Extract the data exactly, missing nothing.

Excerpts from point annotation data
## Begin
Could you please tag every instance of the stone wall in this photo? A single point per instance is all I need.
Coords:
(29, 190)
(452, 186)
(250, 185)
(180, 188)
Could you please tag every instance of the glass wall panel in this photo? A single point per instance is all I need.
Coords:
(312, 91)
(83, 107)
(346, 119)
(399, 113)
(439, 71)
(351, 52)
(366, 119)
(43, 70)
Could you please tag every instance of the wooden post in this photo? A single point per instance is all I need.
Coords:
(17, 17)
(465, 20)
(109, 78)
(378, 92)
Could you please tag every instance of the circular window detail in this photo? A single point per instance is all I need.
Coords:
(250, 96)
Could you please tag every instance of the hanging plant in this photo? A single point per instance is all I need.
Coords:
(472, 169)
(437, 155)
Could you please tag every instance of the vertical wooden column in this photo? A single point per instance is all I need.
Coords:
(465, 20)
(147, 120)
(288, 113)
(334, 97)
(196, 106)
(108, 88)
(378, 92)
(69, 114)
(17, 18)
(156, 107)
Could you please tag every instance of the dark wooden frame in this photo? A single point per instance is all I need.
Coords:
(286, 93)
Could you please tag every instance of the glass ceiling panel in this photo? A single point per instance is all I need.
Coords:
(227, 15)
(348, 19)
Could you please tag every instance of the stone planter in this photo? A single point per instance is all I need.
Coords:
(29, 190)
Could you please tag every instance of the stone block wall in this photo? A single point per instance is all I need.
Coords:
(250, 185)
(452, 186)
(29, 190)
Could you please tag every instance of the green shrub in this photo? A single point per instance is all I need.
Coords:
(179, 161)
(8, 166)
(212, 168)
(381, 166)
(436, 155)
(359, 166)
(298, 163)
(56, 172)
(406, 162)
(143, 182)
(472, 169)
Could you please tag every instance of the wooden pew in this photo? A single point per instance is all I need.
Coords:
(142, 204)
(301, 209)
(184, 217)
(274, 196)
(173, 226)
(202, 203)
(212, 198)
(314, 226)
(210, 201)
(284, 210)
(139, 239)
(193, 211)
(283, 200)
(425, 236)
## End
**Written answer**
Could you please tag every instance of the stone wall in this photo? A single point per instance is all I need.
Coords:
(29, 190)
(452, 186)
(250, 185)
(180, 188)
Could you please tag every instance of the glass wall panel in this photo? A single point per instance is all I need.
Coords:
(312, 91)
(83, 107)
(346, 119)
(399, 113)
(439, 71)
(351, 52)
(366, 119)
(43, 70)
Could you please tag every instance of the wooden post in this photo? A single point per instance is all I need.
Coords:
(17, 17)
(465, 20)
(109, 78)
(378, 92)
Could you please tag every instance of the circular window detail in this photo? A single point per instance is all I need.
Coords:
(250, 96)
Could you please tag every instance of the hanging plant in this photo? A single point per instance is all I need.
Coords:
(472, 169)
(437, 155)
Could you please tag every instance of the vertical wooden column in this photo? A single point per instance is all I need.
Coords:
(465, 20)
(147, 120)
(288, 113)
(334, 97)
(196, 106)
(108, 88)
(378, 92)
(69, 114)
(17, 18)
(156, 107)
Could you please tag every instance of the dark wooden frame in this photo? A single point per instance is all I need.
Coords:
(286, 93)
Could you please tag every instance of the glass ceiling panel in this photo? A single point per instance is all I need.
Coords:
(227, 15)
(348, 19)
Could you please tag every instance of the stone planter in this photo? A single point per instance is all I need.
Coords:
(29, 190)
Could you please tag every instance of the stone block wall in this photo? A single point per instance is all I need.
Coords:
(250, 185)
(452, 186)
(29, 190)
Could you please tag every instance of the green shrub in this photo? A single point per instance is all I need.
Coords:
(179, 161)
(8, 166)
(212, 168)
(381, 166)
(436, 155)
(359, 166)
(298, 163)
(56, 172)
(406, 162)
(143, 182)
(472, 169)
Could you please tag every instance of the wooden pew in this photo? A single point per instance is all I need.
Coords:
(142, 204)
(301, 209)
(184, 217)
(274, 196)
(173, 226)
(202, 203)
(212, 198)
(314, 226)
(210, 201)
(284, 210)
(139, 239)
(193, 211)
(283, 200)
(425, 236)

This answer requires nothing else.